[Action item]: In the data, find each line where the word "liner" appears and list that line.

[Dataset entries]:

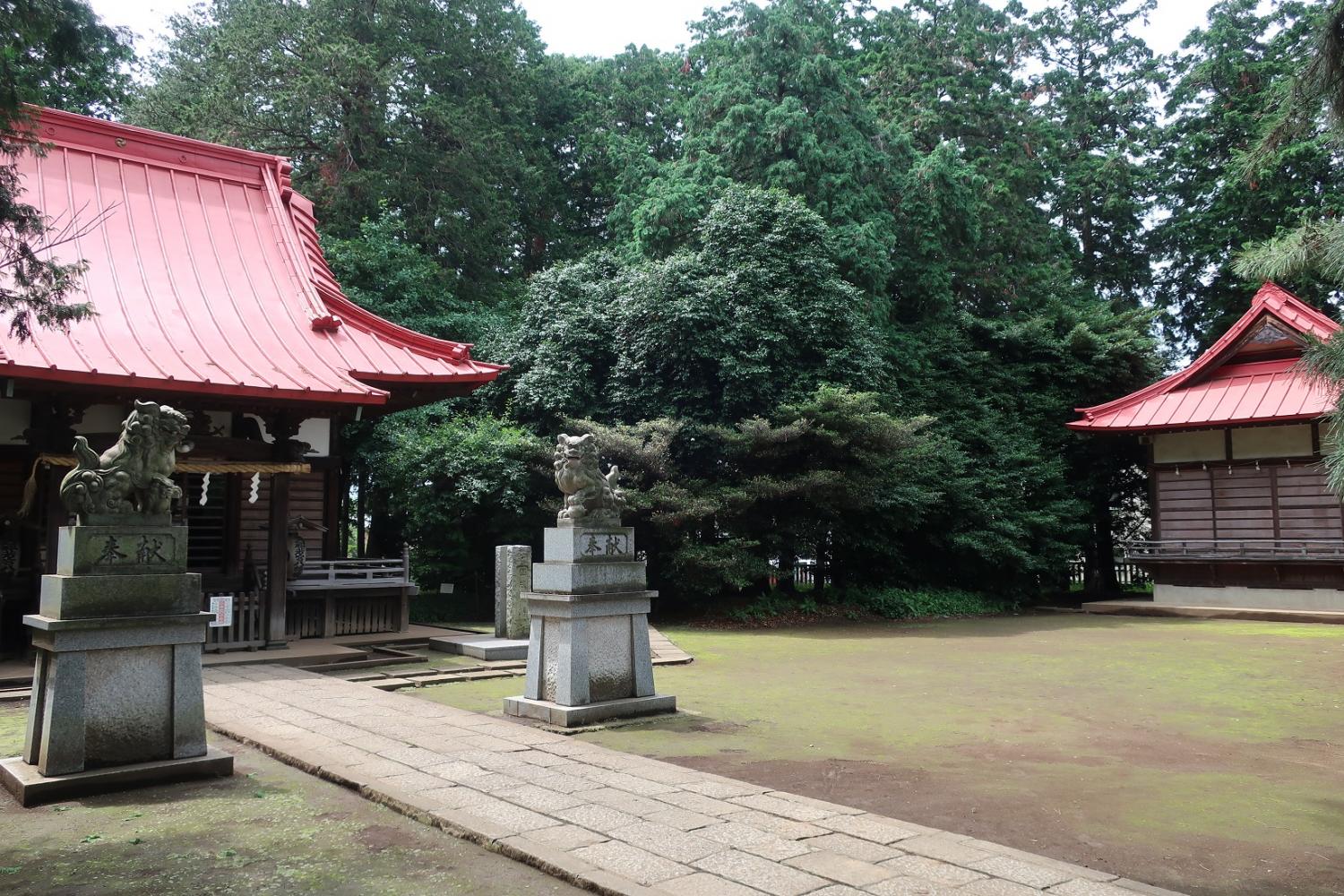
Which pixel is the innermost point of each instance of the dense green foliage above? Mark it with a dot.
(827, 284)
(53, 53)
(1226, 86)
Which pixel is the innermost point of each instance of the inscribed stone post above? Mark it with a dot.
(513, 579)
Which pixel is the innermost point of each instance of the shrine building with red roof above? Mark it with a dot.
(211, 295)
(1241, 511)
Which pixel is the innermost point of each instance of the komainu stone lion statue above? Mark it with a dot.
(134, 476)
(590, 498)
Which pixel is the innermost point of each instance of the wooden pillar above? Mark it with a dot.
(277, 559)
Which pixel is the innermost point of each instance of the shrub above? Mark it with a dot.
(906, 603)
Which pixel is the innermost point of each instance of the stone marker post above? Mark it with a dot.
(513, 579)
(588, 654)
(117, 696)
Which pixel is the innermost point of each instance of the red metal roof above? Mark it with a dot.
(1226, 384)
(207, 277)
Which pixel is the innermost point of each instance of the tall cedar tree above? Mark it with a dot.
(1228, 81)
(427, 108)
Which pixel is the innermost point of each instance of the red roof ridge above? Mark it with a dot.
(88, 132)
(228, 263)
(1271, 300)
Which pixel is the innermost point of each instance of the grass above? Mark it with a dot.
(863, 603)
(1204, 756)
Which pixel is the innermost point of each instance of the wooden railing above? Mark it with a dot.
(1273, 549)
(354, 573)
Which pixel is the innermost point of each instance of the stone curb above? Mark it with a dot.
(461, 825)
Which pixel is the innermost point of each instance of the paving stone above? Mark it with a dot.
(667, 841)
(556, 780)
(776, 806)
(1021, 872)
(832, 809)
(782, 826)
(702, 884)
(722, 788)
(682, 818)
(1080, 887)
(381, 769)
(910, 887)
(505, 814)
(701, 804)
(933, 871)
(411, 782)
(538, 798)
(867, 826)
(841, 868)
(753, 840)
(564, 837)
(373, 743)
(624, 823)
(1069, 869)
(491, 782)
(631, 785)
(865, 850)
(762, 874)
(997, 887)
(624, 801)
(601, 818)
(629, 861)
(945, 848)
(1147, 890)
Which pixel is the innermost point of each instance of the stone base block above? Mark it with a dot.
(88, 597)
(585, 544)
(589, 713)
(480, 648)
(589, 578)
(31, 788)
(121, 548)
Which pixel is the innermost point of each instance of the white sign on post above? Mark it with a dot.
(222, 605)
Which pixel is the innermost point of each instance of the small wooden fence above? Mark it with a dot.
(1128, 573)
(376, 602)
(247, 629)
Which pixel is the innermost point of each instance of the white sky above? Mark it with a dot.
(605, 27)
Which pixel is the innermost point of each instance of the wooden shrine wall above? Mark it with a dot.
(1274, 501)
(306, 498)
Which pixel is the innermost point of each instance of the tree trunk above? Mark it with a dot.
(1099, 562)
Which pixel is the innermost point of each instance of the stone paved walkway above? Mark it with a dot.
(610, 821)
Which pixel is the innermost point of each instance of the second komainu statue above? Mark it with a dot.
(134, 476)
(590, 498)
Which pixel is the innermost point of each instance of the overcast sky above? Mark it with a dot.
(605, 27)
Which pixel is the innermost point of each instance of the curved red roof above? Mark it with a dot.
(206, 276)
(1228, 383)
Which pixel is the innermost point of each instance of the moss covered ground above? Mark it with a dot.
(269, 829)
(1201, 755)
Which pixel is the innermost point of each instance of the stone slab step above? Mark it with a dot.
(480, 646)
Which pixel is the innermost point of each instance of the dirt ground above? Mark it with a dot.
(269, 829)
(1203, 756)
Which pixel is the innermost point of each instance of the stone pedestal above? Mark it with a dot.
(589, 648)
(117, 680)
(513, 579)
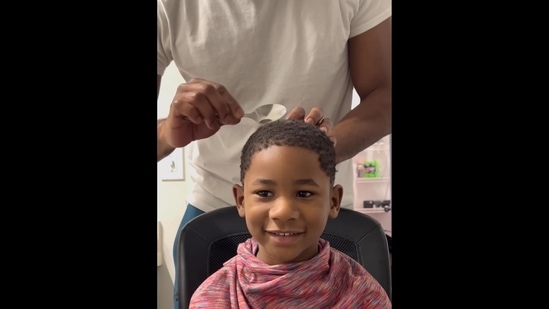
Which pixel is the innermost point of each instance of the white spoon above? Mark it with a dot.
(267, 113)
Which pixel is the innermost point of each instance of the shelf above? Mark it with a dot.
(372, 210)
(378, 179)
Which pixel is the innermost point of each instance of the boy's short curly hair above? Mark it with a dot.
(292, 133)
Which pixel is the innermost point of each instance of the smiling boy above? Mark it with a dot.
(286, 197)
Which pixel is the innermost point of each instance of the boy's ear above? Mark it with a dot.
(335, 200)
(238, 193)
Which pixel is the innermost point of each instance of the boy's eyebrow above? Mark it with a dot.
(306, 181)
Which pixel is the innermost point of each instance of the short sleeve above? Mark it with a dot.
(369, 14)
(163, 51)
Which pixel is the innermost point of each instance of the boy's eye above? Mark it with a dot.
(264, 193)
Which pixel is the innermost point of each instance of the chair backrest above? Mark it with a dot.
(210, 239)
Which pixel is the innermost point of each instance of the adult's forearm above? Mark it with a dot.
(162, 147)
(364, 125)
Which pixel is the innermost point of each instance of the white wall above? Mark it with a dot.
(171, 196)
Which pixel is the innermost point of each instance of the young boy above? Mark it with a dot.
(287, 195)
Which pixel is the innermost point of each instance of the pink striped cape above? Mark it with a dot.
(331, 279)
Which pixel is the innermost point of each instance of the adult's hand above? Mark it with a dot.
(198, 111)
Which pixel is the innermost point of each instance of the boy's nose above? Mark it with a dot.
(283, 210)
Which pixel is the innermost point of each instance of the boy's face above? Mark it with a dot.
(286, 201)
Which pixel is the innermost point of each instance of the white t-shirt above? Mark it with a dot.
(291, 52)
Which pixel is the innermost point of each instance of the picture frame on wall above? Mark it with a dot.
(172, 167)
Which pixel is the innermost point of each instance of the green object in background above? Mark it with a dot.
(371, 169)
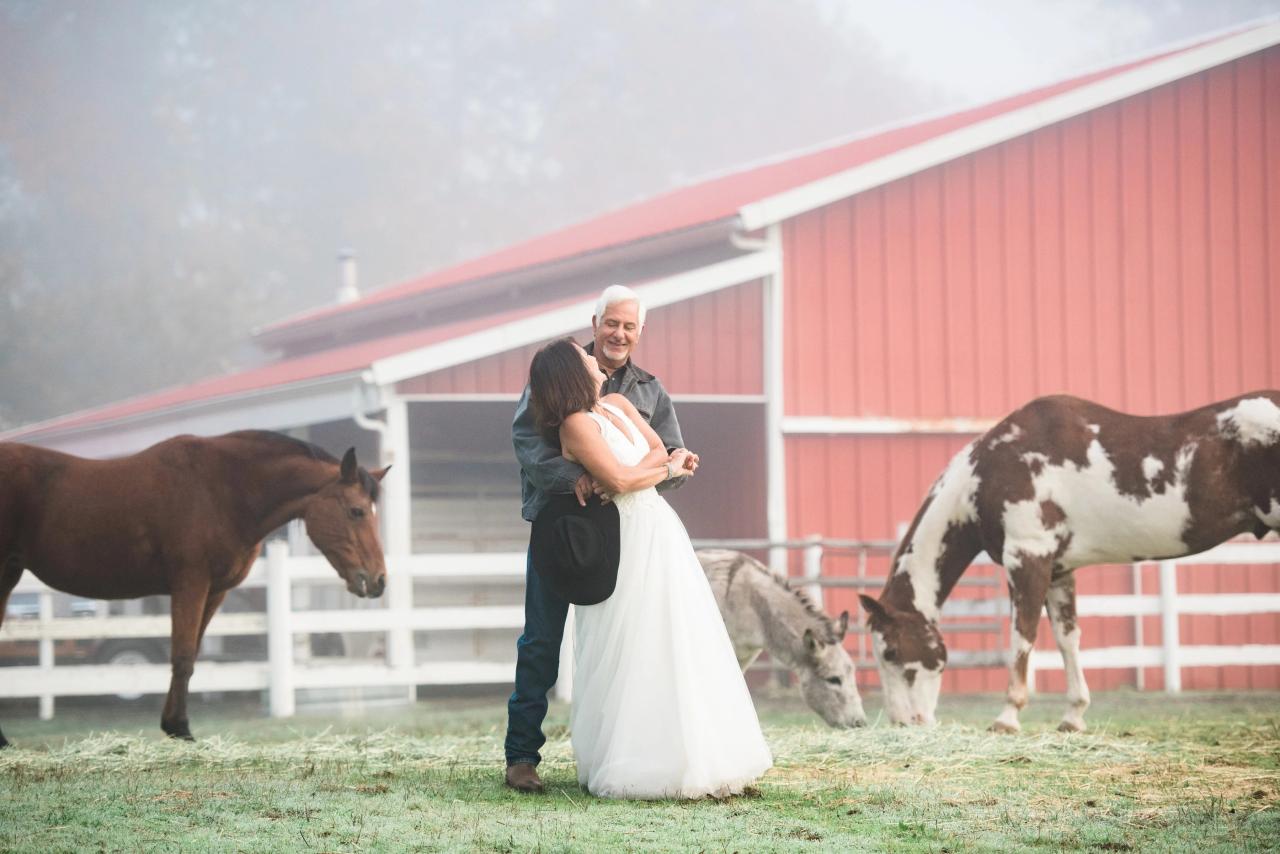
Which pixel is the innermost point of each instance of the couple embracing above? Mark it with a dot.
(659, 704)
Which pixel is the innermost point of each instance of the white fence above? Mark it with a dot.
(398, 619)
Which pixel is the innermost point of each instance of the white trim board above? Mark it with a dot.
(560, 322)
(1001, 128)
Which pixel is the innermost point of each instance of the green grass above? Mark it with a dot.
(1153, 773)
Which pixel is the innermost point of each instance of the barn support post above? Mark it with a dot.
(396, 507)
(775, 443)
(813, 571)
(279, 629)
(46, 652)
(1169, 626)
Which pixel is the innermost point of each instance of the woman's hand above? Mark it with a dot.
(681, 462)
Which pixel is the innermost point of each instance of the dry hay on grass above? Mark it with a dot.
(965, 766)
(956, 763)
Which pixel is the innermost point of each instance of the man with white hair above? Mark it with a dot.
(616, 327)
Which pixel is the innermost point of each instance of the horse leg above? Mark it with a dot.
(187, 610)
(1061, 616)
(1028, 585)
(10, 570)
(211, 604)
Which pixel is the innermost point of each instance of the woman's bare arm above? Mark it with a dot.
(583, 442)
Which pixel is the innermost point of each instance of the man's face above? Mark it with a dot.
(616, 334)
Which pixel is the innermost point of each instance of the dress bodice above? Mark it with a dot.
(629, 447)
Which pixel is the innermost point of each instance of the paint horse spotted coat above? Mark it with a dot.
(1064, 483)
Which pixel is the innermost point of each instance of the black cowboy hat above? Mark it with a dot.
(575, 548)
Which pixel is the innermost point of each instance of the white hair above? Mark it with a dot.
(618, 293)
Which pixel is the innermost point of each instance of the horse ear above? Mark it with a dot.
(873, 608)
(810, 642)
(348, 466)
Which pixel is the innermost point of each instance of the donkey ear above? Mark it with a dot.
(873, 608)
(810, 642)
(348, 466)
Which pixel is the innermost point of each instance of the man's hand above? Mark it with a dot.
(583, 488)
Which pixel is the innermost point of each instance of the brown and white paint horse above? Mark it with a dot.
(1057, 484)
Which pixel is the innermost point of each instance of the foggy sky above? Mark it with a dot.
(177, 172)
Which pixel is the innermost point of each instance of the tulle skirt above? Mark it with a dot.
(659, 704)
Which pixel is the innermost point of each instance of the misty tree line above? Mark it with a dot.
(174, 173)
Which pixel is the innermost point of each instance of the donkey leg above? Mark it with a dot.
(187, 610)
(10, 570)
(1061, 616)
(1028, 584)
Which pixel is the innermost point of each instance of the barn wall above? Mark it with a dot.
(1130, 255)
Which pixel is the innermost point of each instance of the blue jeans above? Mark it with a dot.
(536, 667)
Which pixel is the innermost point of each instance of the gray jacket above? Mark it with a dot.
(544, 471)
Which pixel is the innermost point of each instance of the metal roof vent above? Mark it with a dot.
(347, 291)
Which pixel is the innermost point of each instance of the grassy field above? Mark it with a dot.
(1152, 775)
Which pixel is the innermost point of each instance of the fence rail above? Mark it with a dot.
(283, 674)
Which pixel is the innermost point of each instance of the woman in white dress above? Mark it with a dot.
(659, 704)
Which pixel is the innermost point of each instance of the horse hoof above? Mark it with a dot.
(178, 731)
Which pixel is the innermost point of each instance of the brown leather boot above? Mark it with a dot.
(522, 776)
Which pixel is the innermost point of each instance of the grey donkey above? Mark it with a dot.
(762, 612)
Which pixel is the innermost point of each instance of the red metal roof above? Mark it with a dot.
(314, 366)
(716, 199)
(708, 201)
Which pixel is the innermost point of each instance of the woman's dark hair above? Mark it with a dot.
(558, 386)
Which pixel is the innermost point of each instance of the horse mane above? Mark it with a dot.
(286, 444)
(291, 446)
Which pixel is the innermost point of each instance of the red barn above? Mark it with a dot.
(835, 325)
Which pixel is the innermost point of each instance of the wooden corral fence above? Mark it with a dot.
(979, 606)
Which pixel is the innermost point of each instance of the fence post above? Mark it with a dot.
(1138, 640)
(279, 629)
(813, 571)
(565, 676)
(1169, 625)
(46, 652)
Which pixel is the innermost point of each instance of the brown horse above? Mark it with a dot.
(184, 517)
(1064, 483)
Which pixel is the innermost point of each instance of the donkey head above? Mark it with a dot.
(342, 521)
(910, 654)
(827, 676)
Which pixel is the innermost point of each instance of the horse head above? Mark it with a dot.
(910, 656)
(342, 520)
(827, 676)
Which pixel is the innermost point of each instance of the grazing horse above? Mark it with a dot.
(1057, 484)
(184, 517)
(762, 612)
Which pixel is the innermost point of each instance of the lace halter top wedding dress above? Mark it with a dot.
(659, 704)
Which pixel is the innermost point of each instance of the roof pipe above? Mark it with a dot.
(360, 397)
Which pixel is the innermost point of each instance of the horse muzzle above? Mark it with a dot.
(365, 585)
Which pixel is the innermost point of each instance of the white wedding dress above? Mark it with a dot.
(659, 704)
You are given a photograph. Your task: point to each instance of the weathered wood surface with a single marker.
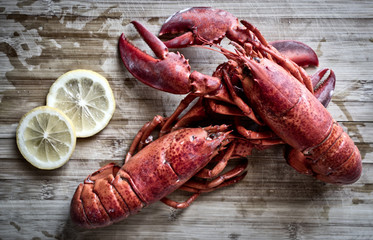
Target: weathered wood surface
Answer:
(40, 40)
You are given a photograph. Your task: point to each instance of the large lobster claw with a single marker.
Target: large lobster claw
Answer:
(199, 24)
(207, 25)
(170, 73)
(157, 73)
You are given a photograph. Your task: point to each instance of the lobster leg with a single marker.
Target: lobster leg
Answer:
(219, 181)
(140, 138)
(239, 102)
(180, 205)
(323, 83)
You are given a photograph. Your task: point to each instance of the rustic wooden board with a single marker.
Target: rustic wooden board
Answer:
(40, 40)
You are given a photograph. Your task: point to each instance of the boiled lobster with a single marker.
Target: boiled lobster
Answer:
(262, 93)
(113, 193)
(258, 81)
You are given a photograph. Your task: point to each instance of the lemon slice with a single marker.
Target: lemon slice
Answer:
(86, 98)
(46, 137)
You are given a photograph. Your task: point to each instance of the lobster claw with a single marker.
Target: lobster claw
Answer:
(323, 83)
(298, 52)
(197, 24)
(170, 73)
(158, 73)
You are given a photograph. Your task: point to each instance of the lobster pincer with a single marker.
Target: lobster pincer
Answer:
(170, 73)
(201, 25)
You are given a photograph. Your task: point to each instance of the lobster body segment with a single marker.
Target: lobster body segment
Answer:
(113, 193)
(286, 106)
(299, 119)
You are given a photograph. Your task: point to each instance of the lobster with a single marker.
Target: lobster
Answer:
(113, 193)
(259, 82)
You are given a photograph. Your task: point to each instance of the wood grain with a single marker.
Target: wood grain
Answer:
(40, 40)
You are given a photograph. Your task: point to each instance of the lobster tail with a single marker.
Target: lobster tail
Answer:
(103, 199)
(335, 160)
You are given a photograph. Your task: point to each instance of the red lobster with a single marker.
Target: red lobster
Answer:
(259, 81)
(113, 193)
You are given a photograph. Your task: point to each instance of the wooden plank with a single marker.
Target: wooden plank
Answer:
(40, 40)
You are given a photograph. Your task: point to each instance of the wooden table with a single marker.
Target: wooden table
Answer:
(40, 40)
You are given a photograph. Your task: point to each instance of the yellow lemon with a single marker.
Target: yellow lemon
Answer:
(46, 137)
(86, 98)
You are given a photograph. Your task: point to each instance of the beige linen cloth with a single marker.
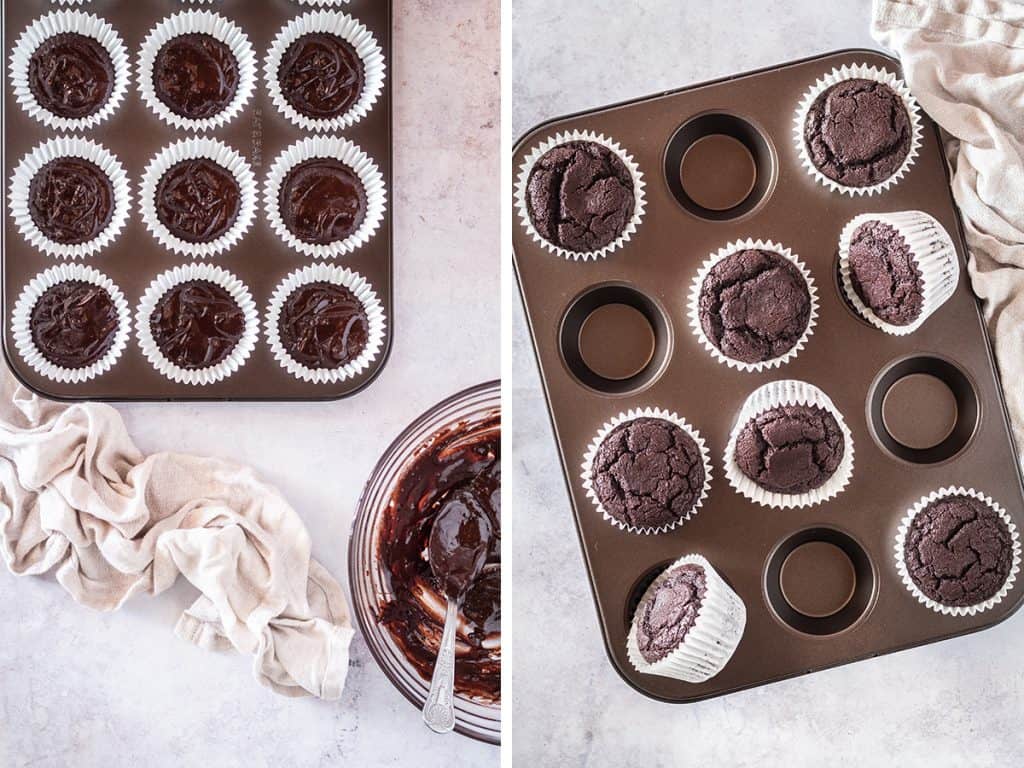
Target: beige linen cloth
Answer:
(964, 59)
(78, 498)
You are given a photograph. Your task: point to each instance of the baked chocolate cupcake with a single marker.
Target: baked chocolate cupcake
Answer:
(647, 471)
(957, 551)
(753, 305)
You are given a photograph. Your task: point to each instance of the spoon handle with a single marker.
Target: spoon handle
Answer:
(438, 710)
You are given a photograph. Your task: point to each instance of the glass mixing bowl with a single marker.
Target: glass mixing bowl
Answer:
(369, 582)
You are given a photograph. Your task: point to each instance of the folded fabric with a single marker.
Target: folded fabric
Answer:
(964, 59)
(79, 499)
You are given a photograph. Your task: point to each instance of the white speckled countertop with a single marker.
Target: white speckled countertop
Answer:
(88, 689)
(956, 702)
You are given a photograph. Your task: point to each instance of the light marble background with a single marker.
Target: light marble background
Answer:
(957, 702)
(88, 689)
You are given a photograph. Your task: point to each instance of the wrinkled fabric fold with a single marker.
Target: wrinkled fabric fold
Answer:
(964, 59)
(78, 499)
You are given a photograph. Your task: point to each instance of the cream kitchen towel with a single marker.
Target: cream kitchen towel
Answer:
(964, 59)
(79, 499)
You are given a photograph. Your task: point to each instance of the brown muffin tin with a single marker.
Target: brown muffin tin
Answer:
(261, 260)
(819, 584)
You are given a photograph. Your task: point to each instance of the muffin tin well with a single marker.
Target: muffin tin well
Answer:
(925, 411)
(253, 139)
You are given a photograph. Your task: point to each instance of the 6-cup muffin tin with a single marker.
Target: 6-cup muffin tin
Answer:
(611, 335)
(260, 259)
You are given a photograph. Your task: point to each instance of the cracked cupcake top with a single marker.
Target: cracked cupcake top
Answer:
(958, 551)
(885, 274)
(648, 472)
(791, 449)
(580, 196)
(858, 132)
(755, 305)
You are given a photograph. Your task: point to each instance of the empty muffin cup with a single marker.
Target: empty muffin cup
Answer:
(897, 268)
(587, 225)
(687, 625)
(790, 446)
(647, 471)
(957, 551)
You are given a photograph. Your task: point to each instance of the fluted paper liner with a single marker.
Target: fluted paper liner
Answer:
(547, 145)
(198, 23)
(198, 271)
(354, 158)
(356, 35)
(632, 415)
(22, 323)
(858, 72)
(904, 526)
(933, 251)
(340, 276)
(693, 304)
(712, 640)
(223, 156)
(69, 147)
(775, 394)
(59, 23)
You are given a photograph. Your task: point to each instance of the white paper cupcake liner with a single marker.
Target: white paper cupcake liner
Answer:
(712, 640)
(224, 157)
(197, 271)
(22, 323)
(354, 158)
(904, 526)
(775, 394)
(563, 138)
(69, 147)
(693, 304)
(340, 276)
(632, 415)
(858, 72)
(933, 251)
(356, 35)
(198, 23)
(58, 23)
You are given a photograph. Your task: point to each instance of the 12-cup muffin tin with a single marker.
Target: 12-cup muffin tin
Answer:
(628, 310)
(260, 132)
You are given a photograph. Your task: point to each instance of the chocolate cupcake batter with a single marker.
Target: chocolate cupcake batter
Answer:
(196, 76)
(71, 201)
(858, 132)
(580, 196)
(885, 273)
(198, 200)
(755, 305)
(791, 449)
(323, 201)
(669, 611)
(74, 324)
(324, 326)
(648, 473)
(71, 75)
(322, 76)
(197, 324)
(456, 468)
(958, 551)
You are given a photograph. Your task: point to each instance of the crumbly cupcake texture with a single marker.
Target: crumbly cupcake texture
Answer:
(580, 196)
(667, 613)
(755, 305)
(74, 324)
(958, 551)
(648, 473)
(858, 132)
(885, 273)
(791, 449)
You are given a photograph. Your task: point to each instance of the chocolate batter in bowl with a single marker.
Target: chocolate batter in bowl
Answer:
(452, 452)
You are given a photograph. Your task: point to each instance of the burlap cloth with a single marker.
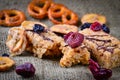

[Answer]:
You are given a photograph. Your task: point to each instance of the fluted paper liner with a single marker.
Target: fluted paper liner
You are given a photograph. Your task: point to each instance of the white paper cupcake liner with a single marker.
Target: white paper cupcake liner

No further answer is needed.